===== Extract

I think people recoiled at the idea of the hot beef sundae because it fit neatly into a popular story about Midwestern cuisine: that it was unfashionable, unseasoned, unhealthy, unloved.
I recoiled at the reaction because it fit neatly into another popular story: that critics of the Midwest were smug and incurious, eager to deride a region that they didn’t think deserved a second look. The hot beef sundae wasn’t gross, I argued in my head. It was retro—a clear holdover from Atomic Age community cookbooks and church basement suppers. It was the kind of economical dish a farmer had probably invented for her family to help stretch one weeknight dinner into two.
The trouble is, that story wasn’t true, either.
The origins of the hot beef sundae are neither wholesome nor especially historic. The dish was invented by the Iowa Beef Industry Council in 2006 for the Iowa State Fair. It was an instant hit. That year, the Des Moines Register proclaimed the hot beef sundae Iowa’s “newest culinary tradition.”
It quickly became one of Iowa’s leading culinary exports. The sundae traveled from state fair to state fair, often in the suitcases of beef industry lobbyists. The Kentucky Beef Council debuted a version in 2007. In 2008, the sundae made it all the way to Canada for the Calgary Stampede. When the Iowa State Fair was canceled in 2020 due to the pandemic, a local meat processor and distributor started selling $55 hot beef sundae kits (“Brenda’s Hot Beef Sundae Meat Box”) so fans could make them at home
If I was disappointed by the hot beef sundae’s origin story, I can’t say I was all that surprised. To grow up in the heartland is to slowly come to terms with the fact that many of your beloved childhood traditions were invented by industry groups to prop up agricultural commodities.
But does that mean the hot beef sundae isn’t a “real” Midwestern tradition? Not necessarily. Advertisers and industry groups have driven our diets for decades. So many dishes in the American culinary canon—congealed salads, fudgy Bundt cakes, green bean casseroles—were invented by brands.
And there’s good reason to believe the hot beef sundae, like the green bean casserole, will endure. It’s portable, comforting, and cheap to make, which might explain why it’s become popular at potlucks and other community events.
I ate my last hot beef sundae on the annual Bike Ride to Rippey (BRR)—a twenty-four-mile bike ride from Perry, Iowa, (population 7,800), to Rippey, Iowa, (population 220) and back, held in the dead of winter. Volunteers at the Rippey Public Library were scooping them into styrofoam cups for grateful, half-drunk cyclists, and I took mine outside so I could walk around. It was clear, sunny, and bitterly cold, and every bite of gravy-laced pot roast I sporked from the cup sent a new trail of steam roiling into the air.
When I got tired of walking, I paused and rested a can of beer on the running board of a fire truck, where fifty other cyclists had rested fifty other beer cans. The fire department had pulled the truck out and parked it on the street so they could turn the garage into a combination cash bar and dance hall. No one seemed concerned that the town’s only emergency vehicle had been turned into the world’s largest coaster. If an emergency struck, I suppose they’d just send some half-drunk cans of Busch Light flying down the road.
There’s fun, and there’s things worth fussing about. One of the stories I tell about Midwesterners is that we’re good at separating the two.
Last October, Sen. Ernst hosted the Thursday lunch group again. Her menu was almost identical—“Fare from the Iowa State Fair.” So were the reactions to the hot beef sundae:
This time, I didn’t engage. I just kept scrolling. It’s easy to get mad at a symbol. It’s harder to sort through the layers of culture, history, and politics that we attach to it. Our beef is almost never (just) with the beef.
True stories are always a little bit complicated. It’s worth trying to tell them, though. At least, it might be worth fussing about.

==========
===== Records supplied

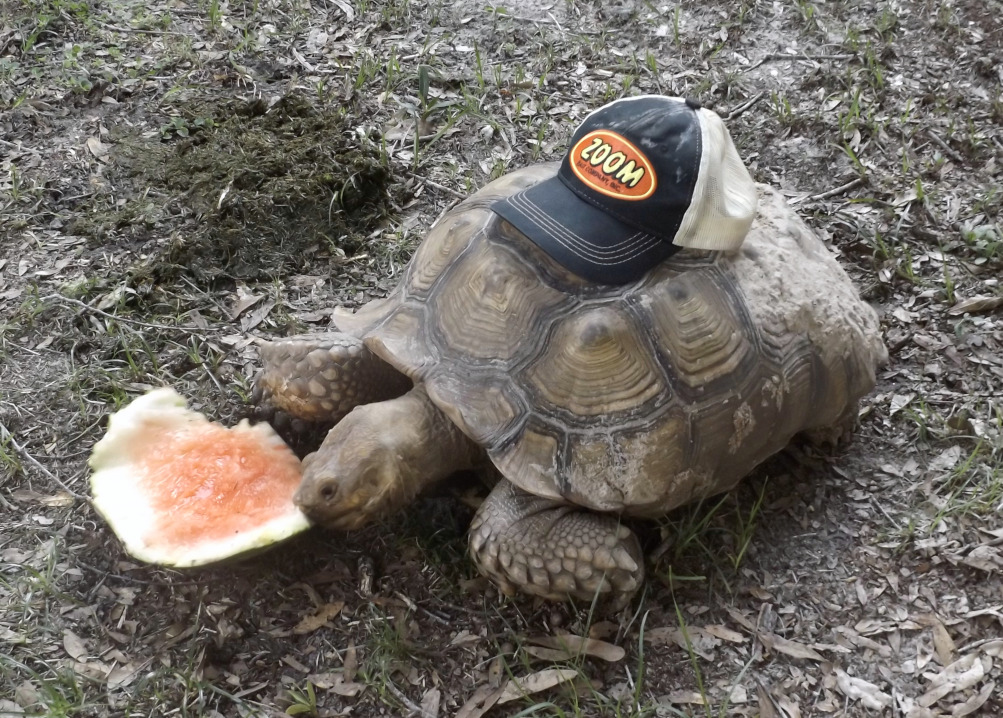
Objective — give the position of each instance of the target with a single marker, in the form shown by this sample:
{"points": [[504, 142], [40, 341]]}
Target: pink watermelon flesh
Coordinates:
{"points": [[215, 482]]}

==========
===== Records supplied

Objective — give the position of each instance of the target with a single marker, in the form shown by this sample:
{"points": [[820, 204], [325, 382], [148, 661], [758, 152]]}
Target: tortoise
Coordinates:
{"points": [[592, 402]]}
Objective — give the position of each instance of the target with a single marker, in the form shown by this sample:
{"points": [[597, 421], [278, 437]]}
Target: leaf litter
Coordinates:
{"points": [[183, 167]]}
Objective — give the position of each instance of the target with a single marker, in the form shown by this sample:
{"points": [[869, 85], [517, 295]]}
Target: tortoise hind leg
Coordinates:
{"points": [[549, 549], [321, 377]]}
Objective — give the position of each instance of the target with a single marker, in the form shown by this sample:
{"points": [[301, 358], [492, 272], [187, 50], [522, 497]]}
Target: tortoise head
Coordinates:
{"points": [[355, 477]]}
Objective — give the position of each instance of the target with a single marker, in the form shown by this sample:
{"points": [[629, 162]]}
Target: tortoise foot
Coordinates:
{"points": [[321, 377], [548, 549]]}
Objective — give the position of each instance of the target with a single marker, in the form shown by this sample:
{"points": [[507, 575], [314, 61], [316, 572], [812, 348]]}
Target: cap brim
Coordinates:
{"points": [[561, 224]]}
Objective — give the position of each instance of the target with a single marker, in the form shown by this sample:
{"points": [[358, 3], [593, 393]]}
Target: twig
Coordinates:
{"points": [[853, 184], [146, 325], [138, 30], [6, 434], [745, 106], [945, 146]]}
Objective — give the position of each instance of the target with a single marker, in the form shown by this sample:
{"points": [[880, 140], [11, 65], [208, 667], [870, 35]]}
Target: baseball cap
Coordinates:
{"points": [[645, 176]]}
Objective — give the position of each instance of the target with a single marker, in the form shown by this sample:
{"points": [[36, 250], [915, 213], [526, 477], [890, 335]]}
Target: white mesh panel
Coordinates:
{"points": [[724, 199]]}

==========
===== Records supplied

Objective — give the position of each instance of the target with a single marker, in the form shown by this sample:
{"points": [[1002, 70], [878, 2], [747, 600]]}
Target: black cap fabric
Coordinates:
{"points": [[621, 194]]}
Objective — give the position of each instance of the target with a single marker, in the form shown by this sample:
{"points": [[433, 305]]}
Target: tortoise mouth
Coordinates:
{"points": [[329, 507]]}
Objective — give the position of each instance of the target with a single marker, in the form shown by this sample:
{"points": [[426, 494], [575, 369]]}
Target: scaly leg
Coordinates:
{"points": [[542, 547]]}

==========

- Assignment
Update the hot beef sundae passage starting at "I ate my last" and ending at "into the air.", changing "styrofoam" to "paper". The items come from a separate source, unrelated to the hot beef sundae passage.

- Response for this exercise
I ate my last hot beef sundae on the annual Bike Ride to Rippey (BRR)—a twenty-four-mile bike ride from Perry, Iowa, (population 7,800), to Rippey, Iowa, (population 220) and back, held in the dead of winter. Volunteers at the Rippey Public Library were scooping them into paper cups for grateful, half-drunk cyclists, and I took mine outside so I could walk around. It was clear, sunny, and bitterly cold, and every bite of gravy-laced pot roast I sporked from the cup sent a new trail of steam roiling into the air.